YOUR GOAL. Your response should contain every line from the data below that holds the string "above".

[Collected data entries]
╔══
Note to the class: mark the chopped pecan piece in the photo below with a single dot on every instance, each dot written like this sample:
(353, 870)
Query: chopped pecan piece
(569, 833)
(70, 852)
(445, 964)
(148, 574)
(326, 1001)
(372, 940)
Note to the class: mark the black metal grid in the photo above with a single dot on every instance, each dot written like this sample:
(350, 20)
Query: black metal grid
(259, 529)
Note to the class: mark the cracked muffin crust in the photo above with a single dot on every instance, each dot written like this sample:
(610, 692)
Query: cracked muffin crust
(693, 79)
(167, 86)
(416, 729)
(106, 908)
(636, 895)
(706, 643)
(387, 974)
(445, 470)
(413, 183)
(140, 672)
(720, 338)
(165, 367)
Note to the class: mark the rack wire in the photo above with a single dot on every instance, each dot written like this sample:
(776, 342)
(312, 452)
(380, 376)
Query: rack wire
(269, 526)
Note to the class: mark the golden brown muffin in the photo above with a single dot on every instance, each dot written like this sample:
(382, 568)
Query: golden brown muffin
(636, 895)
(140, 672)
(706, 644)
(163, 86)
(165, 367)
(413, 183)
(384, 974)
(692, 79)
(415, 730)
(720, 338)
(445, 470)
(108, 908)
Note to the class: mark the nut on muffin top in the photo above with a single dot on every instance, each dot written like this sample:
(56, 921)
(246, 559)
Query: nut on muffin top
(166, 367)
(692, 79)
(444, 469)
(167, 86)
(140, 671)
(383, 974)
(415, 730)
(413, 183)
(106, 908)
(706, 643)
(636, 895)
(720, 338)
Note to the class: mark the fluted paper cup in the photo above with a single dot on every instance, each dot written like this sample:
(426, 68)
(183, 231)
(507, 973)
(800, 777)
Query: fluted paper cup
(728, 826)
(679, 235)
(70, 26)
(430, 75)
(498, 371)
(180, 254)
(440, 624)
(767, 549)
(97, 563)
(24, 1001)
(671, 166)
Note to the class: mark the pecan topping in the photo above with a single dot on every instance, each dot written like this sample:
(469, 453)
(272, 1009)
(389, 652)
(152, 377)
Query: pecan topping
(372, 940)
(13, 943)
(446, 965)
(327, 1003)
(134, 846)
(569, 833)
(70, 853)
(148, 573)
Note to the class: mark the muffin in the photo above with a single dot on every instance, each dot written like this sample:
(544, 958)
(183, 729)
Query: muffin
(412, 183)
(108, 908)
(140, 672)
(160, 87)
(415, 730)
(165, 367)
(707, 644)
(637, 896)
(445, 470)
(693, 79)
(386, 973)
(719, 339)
╚══
TASK ANSWER.
Note to the class: mark the black metal grid in the photo above with a single dot on every instance, each dot written like this sample:
Note to the class: mark the cracked muffin crust in the photo above with a single dot on every instance, each dot written like this sample:
Note to the class: mark the rack wire in the photo above with a single dot on every instance, each dot written like this sample:
Note to the class: mark the golden brown muffin in the photo above with a single dot on every instance, each dot written like this sample:
Note to the class: mark the nut on muffin top in the photo above with a single dot on every instance, each dot written like this sample:
Note to the class: mark the fluted paper cup in the photo above with a single dot on every instance, each dot written like this sample:
Note to the class: mark the pecan topping in the photo above with a single dot on every instance, each dot written like this sample:
Note to the class: mark the muffin in the photo above with a single dot on every instance, each dot written like this sample:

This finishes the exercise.